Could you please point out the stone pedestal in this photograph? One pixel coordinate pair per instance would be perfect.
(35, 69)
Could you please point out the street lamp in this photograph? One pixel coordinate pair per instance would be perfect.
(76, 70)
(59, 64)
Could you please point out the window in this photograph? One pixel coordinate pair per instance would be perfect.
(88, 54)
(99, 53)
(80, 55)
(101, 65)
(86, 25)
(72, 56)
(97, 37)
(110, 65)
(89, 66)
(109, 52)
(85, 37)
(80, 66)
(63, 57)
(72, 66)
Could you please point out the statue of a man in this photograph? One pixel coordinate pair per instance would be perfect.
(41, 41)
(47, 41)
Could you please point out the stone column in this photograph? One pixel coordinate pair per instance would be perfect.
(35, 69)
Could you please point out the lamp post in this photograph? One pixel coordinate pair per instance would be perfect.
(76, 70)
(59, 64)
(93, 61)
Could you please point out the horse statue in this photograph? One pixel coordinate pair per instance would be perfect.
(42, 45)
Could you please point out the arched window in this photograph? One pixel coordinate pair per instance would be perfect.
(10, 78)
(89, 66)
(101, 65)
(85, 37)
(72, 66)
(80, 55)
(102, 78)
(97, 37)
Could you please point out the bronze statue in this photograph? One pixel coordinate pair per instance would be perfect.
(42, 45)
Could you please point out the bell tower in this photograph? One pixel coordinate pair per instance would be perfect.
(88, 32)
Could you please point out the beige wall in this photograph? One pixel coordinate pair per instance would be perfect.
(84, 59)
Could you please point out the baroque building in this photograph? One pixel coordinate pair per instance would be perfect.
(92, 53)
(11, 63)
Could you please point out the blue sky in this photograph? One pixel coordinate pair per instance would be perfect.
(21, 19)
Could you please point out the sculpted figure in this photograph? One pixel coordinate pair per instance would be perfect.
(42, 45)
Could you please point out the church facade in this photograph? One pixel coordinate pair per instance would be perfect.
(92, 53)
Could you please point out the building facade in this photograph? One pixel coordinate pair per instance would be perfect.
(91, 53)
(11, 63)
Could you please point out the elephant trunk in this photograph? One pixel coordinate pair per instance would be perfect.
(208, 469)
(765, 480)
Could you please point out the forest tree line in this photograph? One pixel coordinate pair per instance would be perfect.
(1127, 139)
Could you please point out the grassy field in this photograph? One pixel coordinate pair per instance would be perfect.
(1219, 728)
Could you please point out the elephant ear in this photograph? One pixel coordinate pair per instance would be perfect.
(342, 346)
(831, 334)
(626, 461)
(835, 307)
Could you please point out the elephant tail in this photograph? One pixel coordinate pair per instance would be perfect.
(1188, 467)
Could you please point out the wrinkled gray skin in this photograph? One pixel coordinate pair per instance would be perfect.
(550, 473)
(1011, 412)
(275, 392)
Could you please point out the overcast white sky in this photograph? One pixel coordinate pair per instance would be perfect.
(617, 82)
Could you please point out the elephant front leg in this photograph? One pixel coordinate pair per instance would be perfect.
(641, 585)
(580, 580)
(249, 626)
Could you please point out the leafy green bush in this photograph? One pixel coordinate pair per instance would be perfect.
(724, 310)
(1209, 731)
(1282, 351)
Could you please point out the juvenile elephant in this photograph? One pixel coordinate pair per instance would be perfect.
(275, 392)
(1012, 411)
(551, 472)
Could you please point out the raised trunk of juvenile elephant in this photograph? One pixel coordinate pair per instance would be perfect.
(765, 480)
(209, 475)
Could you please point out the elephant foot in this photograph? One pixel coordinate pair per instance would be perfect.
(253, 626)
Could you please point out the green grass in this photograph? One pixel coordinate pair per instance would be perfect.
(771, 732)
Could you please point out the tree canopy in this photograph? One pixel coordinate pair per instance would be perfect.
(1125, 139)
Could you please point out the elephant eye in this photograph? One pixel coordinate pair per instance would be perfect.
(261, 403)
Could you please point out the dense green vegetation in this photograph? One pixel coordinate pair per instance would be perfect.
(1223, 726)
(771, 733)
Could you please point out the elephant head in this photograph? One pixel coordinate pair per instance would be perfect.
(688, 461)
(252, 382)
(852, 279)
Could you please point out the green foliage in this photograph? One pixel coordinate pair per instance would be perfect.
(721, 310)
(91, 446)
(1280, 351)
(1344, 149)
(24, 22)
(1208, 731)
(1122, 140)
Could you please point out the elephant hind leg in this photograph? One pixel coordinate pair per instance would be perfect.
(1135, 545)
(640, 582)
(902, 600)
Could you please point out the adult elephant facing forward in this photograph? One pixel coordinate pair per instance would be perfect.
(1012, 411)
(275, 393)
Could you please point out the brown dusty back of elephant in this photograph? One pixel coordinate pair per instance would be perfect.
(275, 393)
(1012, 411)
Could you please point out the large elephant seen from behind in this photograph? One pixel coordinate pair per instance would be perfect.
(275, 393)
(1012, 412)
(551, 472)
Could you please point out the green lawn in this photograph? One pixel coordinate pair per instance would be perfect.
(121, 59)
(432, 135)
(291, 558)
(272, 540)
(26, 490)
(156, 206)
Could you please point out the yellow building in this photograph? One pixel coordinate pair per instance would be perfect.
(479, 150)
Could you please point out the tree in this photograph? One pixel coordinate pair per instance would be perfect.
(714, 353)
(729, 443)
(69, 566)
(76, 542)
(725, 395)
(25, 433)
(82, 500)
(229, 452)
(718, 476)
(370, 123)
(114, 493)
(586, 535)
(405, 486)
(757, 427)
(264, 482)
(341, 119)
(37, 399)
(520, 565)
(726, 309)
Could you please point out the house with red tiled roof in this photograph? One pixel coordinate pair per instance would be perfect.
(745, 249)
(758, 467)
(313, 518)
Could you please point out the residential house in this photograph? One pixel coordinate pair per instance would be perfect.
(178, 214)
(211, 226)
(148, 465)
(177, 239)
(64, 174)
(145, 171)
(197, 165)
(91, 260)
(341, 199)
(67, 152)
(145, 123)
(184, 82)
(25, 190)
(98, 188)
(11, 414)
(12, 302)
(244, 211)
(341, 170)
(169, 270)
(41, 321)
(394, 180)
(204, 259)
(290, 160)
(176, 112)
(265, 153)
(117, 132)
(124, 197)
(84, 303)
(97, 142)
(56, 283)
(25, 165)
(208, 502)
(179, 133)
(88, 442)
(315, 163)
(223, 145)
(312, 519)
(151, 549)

> Your task:
Render the lines above, from the line containing "Could you please point out the brown" through the end of the records, as a JSON list of strings with one string per line and no blank lines. Include both the starting line and the final line.

> Problem solution:
[
  "Could you please point out the brown dusty back of elephant in this photograph? One pixel coordinate pair per instance would be perfect.",
  "(275, 393)",
  "(1012, 411)",
  "Could you please point out the large elephant seen from behind in this photograph? One pixel coordinate pair per instance would be perfect.",
  "(275, 393)",
  "(1012, 412)",
  "(551, 472)",
  "Could you please point out the green lawn in this photograph? One pixel coordinate pair per instance would be perfect.",
  "(121, 59)",
  "(432, 135)",
  "(291, 558)",
  "(272, 540)",
  "(26, 490)",
  "(156, 206)",
  "Could you please point out the yellow building in this photograph? One pixel coordinate pair per instance would be perfect.",
  "(479, 150)",
  "Could you please point out the tree in this photograph? One pixel coordinate pair per instance would be perfect.",
  "(714, 353)",
  "(729, 443)",
  "(69, 566)",
  "(76, 542)",
  "(725, 395)",
  "(25, 433)",
  "(82, 500)",
  "(229, 452)",
  "(718, 476)",
  "(370, 123)",
  "(114, 493)",
  "(586, 535)",
  "(405, 486)",
  "(757, 427)",
  "(264, 482)",
  "(341, 119)",
  "(37, 399)",
  "(520, 565)",
  "(726, 309)",
  "Could you please point out the house with red tiled roof in this photograph? One pixel coordinate pair per instance would be perfect.",
  "(745, 249)",
  "(758, 467)",
  "(313, 518)",
  "Could you please point out the residential house in this photograph? One pixel coordinate pair per instance would be perfect.",
  "(178, 214)",
  "(211, 226)",
  "(148, 465)",
  "(177, 239)",
  "(64, 174)",
  "(145, 171)",
  "(197, 165)",
  "(91, 260)",
  "(341, 199)",
  "(67, 152)",
  "(145, 123)",
  "(184, 82)",
  "(25, 190)",
  "(98, 188)",
  "(11, 414)",
  "(12, 302)",
  "(244, 211)",
  "(341, 170)",
  "(169, 270)",
  "(41, 321)",
  "(394, 180)",
  "(204, 259)",
  "(290, 160)",
  "(176, 112)",
  "(265, 153)",
  "(117, 132)",
  "(124, 197)",
  "(84, 303)",
  "(97, 142)",
  "(56, 283)",
  "(25, 165)",
  "(208, 502)",
  "(179, 133)",
  "(88, 442)",
  "(315, 163)",
  "(223, 145)",
  "(312, 519)",
  "(151, 549)"
]